— To be done —
Show each line of the entries below that contains the word "handle".

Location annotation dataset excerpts

╔══

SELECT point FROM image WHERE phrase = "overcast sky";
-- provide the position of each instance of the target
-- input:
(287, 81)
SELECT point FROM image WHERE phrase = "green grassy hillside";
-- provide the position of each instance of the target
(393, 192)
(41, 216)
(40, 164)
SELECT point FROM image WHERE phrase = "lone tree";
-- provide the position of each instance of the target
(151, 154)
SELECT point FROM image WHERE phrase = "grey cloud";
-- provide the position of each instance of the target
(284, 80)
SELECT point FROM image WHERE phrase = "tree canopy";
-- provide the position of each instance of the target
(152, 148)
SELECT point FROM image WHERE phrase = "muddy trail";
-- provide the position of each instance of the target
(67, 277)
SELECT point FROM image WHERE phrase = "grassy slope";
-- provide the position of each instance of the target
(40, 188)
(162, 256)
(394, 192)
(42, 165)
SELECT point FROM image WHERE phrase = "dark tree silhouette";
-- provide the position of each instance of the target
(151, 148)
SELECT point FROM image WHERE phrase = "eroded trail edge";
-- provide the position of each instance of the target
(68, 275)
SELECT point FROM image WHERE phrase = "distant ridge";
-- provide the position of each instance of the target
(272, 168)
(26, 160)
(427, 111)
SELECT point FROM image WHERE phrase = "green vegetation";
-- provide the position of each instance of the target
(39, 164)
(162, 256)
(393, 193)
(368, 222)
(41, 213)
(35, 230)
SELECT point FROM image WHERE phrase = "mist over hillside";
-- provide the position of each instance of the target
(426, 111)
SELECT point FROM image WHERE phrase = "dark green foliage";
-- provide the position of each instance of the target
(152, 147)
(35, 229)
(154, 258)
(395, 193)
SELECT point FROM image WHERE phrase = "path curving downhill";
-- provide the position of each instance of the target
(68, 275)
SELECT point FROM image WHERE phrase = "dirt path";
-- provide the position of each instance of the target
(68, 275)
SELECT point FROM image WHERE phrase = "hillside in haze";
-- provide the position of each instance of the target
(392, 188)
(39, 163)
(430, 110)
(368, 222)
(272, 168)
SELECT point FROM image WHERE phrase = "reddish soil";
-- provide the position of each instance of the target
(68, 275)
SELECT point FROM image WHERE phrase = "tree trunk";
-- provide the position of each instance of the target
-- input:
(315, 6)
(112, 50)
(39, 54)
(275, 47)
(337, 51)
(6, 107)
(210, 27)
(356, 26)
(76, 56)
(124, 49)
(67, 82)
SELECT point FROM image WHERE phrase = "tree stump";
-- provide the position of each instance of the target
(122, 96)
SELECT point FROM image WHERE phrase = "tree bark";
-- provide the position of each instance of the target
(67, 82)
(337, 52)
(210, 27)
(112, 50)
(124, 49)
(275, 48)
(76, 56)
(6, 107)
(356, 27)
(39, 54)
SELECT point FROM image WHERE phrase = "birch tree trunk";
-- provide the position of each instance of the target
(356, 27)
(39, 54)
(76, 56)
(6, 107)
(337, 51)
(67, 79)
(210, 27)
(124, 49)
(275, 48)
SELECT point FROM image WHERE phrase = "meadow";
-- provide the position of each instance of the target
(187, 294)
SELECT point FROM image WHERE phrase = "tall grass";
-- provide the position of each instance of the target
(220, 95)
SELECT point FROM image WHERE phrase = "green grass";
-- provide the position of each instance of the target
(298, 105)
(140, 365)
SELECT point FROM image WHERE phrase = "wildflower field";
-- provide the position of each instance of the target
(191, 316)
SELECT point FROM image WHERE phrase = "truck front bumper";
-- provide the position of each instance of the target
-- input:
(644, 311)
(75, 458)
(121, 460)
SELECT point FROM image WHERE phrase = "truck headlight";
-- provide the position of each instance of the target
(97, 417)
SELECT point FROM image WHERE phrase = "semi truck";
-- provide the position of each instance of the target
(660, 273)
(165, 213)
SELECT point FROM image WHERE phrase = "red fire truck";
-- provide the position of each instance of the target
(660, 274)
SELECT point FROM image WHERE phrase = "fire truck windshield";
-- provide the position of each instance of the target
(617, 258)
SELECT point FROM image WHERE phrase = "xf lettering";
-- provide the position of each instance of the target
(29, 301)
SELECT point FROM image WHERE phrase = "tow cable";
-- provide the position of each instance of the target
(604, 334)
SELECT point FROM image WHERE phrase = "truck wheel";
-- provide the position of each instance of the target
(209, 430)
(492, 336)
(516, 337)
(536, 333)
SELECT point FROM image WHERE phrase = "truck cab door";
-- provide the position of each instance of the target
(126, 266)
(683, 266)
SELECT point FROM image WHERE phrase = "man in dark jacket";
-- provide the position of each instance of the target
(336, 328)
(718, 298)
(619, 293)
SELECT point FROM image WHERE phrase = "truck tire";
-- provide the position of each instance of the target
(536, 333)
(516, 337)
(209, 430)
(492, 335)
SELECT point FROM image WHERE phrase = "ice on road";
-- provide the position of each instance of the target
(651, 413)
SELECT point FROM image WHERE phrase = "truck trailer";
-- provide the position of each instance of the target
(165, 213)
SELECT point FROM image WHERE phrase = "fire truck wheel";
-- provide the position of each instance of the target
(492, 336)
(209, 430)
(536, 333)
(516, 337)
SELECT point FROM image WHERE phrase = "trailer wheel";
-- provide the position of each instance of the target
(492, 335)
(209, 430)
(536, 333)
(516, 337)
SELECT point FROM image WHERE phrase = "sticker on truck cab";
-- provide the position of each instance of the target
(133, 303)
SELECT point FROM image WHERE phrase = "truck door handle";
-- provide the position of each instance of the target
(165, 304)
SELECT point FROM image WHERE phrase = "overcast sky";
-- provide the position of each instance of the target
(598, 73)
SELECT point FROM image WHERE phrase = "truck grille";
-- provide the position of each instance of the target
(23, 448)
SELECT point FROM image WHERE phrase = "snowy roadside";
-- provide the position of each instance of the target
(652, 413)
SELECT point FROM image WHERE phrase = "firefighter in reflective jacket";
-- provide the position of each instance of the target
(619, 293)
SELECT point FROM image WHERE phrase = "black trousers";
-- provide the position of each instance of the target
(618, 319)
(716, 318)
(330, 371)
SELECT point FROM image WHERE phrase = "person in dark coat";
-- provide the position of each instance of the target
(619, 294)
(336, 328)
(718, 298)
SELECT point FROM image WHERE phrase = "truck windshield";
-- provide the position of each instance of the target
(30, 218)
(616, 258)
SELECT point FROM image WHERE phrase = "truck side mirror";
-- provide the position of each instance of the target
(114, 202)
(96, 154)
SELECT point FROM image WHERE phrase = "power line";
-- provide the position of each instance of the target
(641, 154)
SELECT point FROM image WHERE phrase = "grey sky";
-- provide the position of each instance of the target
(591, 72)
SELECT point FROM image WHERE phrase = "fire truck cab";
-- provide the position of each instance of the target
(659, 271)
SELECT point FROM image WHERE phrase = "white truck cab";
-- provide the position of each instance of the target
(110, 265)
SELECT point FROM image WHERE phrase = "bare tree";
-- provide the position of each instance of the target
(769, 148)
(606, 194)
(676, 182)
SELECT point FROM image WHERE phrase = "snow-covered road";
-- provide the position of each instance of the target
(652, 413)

╚══
╔══

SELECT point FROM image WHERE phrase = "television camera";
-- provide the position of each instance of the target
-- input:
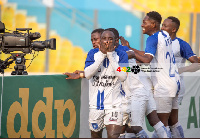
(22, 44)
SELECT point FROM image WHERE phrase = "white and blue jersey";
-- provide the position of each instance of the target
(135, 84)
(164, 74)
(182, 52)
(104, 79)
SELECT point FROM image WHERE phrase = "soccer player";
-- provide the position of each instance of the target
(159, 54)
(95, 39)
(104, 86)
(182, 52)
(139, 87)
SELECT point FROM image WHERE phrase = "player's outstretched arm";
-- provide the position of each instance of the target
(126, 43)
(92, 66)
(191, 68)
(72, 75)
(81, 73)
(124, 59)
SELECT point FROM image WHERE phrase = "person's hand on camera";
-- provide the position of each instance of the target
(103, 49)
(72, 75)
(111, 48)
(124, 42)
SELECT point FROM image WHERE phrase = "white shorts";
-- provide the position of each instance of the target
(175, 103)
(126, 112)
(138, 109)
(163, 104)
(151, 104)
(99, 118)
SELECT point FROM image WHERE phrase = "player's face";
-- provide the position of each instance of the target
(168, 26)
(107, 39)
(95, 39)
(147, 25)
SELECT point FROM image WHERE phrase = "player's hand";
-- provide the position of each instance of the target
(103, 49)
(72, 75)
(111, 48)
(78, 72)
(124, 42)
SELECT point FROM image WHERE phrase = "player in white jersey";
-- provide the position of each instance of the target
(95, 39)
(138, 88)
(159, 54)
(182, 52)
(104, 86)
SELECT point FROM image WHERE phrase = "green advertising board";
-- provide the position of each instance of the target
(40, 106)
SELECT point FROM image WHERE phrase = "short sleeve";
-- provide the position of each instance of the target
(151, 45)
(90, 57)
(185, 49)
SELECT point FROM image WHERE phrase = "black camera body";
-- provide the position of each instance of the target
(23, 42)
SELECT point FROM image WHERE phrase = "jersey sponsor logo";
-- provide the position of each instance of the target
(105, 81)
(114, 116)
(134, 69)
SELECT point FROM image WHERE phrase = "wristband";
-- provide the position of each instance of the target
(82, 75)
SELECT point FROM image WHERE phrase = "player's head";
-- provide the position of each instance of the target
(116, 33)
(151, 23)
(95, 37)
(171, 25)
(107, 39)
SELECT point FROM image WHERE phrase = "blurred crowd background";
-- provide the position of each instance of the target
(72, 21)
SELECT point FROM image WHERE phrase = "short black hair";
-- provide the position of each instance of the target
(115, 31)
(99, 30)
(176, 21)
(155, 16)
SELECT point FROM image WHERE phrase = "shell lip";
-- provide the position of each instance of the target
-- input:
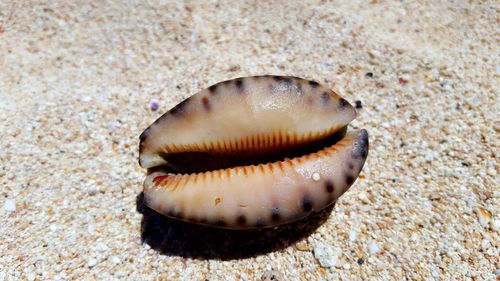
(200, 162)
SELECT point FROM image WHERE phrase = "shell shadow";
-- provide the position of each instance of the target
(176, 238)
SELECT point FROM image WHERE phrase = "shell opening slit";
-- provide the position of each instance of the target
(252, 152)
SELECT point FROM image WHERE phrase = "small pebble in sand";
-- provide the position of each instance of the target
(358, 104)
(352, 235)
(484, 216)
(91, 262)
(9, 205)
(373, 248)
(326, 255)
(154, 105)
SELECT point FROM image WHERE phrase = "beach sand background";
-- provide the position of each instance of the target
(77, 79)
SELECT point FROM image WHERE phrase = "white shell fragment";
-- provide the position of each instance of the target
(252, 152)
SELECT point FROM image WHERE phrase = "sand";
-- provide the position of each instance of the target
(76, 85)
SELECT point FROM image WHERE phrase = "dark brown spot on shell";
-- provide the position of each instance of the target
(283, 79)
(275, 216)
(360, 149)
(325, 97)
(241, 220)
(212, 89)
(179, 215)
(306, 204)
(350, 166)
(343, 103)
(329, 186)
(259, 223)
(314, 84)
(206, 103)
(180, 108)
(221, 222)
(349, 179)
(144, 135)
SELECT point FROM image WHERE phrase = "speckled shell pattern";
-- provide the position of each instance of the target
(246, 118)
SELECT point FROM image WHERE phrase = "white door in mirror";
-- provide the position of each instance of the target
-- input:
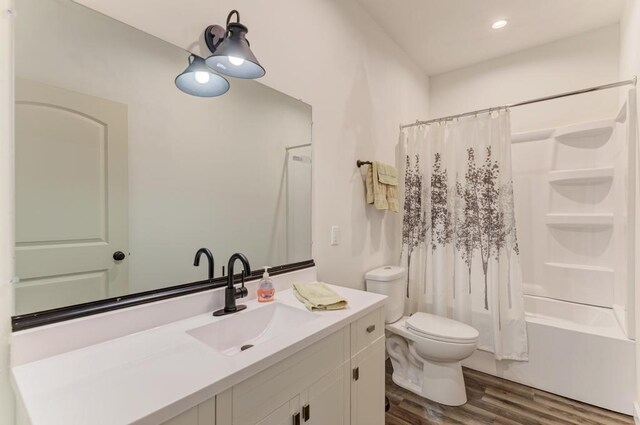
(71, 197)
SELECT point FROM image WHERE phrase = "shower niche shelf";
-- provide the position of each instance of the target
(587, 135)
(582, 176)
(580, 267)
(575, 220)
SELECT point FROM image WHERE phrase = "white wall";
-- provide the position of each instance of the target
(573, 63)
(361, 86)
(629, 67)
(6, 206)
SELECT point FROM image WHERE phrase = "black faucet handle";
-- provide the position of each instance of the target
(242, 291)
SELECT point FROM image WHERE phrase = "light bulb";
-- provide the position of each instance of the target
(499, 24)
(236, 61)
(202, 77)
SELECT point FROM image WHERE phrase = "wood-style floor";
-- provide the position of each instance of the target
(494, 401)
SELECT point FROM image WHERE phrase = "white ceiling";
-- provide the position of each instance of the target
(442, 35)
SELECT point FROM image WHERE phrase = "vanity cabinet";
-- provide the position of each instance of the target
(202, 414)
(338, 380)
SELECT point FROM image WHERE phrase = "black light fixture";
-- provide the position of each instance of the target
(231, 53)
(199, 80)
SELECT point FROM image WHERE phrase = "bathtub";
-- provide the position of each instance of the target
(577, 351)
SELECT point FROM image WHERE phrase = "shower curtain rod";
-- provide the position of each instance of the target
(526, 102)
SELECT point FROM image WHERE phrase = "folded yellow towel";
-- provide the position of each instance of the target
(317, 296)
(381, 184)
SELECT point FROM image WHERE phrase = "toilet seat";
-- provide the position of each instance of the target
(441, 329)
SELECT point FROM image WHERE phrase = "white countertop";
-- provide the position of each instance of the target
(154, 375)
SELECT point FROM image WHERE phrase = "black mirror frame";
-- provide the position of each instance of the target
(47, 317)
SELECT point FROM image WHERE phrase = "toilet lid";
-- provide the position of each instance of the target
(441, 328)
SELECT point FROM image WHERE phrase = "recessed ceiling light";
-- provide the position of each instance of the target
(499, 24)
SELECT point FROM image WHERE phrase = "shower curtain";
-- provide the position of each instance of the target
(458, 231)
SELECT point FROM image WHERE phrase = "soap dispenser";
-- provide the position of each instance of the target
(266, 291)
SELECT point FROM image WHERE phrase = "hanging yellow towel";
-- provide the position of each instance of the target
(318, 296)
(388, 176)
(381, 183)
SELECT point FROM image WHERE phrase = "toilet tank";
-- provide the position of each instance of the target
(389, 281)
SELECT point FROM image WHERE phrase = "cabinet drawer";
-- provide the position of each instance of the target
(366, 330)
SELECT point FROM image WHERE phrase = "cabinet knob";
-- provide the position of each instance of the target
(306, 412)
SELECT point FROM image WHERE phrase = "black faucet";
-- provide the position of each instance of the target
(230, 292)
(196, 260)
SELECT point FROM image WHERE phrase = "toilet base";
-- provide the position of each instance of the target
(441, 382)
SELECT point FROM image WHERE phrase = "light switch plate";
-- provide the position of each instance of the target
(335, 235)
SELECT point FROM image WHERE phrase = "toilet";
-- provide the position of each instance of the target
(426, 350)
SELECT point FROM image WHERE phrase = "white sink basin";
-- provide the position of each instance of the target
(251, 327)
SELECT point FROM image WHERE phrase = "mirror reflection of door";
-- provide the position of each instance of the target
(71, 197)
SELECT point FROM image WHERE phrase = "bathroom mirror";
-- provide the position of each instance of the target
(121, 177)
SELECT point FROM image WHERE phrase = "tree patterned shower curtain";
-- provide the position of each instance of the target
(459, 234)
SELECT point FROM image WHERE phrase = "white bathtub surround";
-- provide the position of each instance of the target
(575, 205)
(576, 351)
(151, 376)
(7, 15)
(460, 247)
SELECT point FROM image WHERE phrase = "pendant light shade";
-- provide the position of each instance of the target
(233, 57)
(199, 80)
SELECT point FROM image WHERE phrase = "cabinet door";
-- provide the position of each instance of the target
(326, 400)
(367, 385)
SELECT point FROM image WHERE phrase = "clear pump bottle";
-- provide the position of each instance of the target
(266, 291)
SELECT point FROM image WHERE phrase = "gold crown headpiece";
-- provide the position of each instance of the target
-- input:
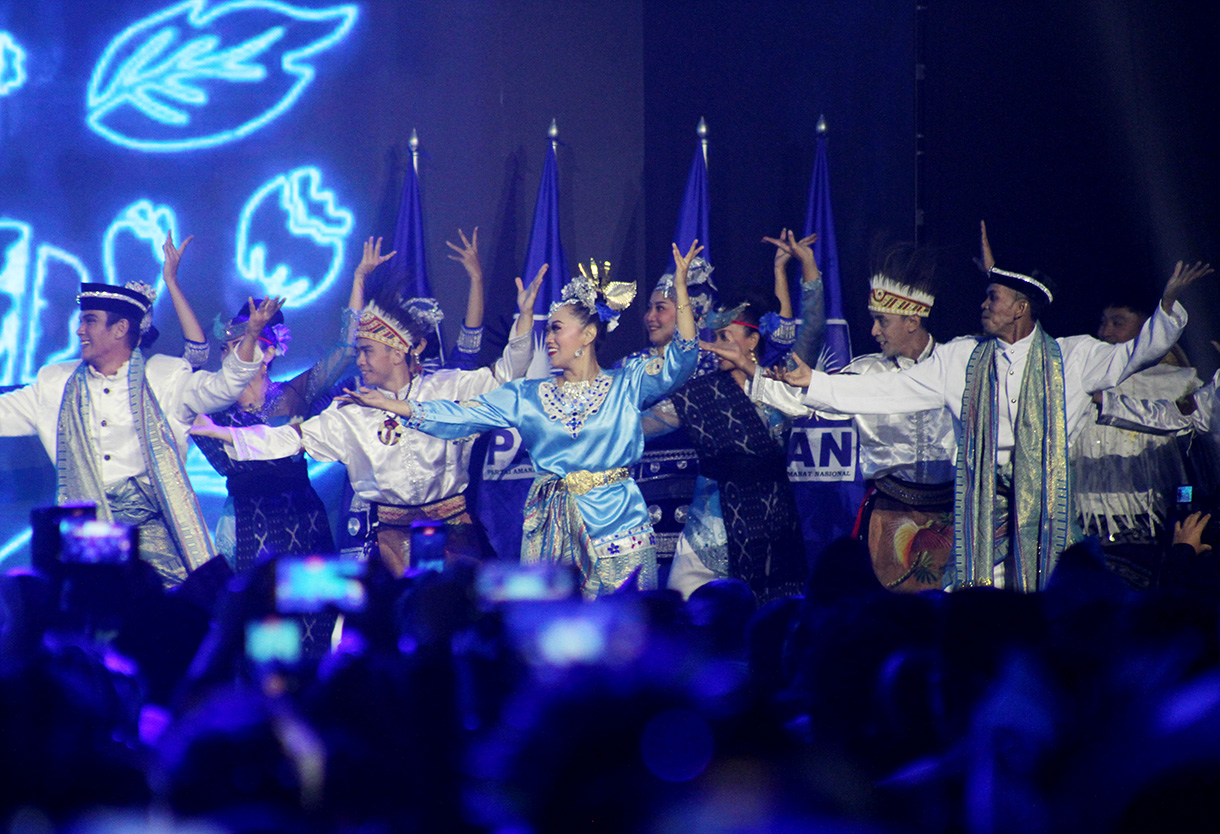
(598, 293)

╚══
╔══

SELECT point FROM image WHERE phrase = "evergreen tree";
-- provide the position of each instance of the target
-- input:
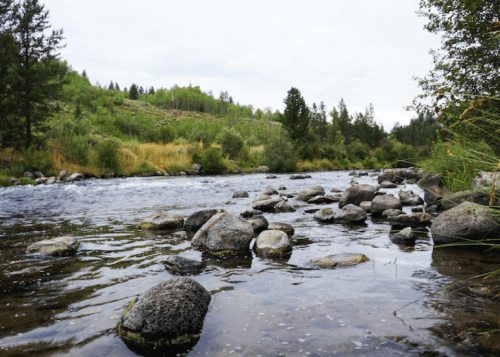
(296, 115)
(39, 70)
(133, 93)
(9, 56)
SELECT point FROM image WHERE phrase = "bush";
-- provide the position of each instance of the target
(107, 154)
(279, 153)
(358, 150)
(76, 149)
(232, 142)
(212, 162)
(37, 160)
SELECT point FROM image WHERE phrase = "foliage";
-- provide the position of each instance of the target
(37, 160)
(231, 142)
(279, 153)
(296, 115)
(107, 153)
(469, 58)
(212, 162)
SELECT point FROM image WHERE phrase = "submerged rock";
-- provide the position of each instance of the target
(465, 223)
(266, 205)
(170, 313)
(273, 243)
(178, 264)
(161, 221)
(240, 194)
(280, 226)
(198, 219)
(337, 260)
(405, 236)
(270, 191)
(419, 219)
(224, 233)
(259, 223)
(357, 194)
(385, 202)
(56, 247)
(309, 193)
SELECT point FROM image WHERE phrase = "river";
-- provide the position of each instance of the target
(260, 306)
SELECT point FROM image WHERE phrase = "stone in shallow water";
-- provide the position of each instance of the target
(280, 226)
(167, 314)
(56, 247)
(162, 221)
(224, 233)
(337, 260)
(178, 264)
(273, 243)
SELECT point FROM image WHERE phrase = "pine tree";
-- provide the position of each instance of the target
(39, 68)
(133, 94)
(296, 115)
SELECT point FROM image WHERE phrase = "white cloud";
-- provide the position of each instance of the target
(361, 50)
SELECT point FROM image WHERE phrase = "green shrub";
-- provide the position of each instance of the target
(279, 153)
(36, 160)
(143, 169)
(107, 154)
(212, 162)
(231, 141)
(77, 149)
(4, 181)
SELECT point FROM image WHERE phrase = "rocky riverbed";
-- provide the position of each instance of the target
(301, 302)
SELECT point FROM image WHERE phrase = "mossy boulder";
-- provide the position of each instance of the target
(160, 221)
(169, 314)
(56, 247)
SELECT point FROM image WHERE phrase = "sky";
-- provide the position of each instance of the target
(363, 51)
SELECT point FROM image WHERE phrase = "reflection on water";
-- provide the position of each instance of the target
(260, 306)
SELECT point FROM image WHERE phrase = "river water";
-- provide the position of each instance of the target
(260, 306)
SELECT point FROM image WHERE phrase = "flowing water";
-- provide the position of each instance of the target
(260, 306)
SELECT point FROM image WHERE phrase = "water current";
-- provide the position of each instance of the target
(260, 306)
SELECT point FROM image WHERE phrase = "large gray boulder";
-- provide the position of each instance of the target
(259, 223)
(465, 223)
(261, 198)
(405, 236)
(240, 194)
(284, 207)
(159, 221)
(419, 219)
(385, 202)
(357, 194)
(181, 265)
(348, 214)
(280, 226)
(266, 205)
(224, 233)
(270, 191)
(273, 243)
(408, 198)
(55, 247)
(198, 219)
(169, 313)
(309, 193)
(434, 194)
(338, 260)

╚══

— Written solution —
SELECT point FROM image WHERE phrase = "truck door handle";
SELECT point FROM image WHERE phrase = "black faucet handle";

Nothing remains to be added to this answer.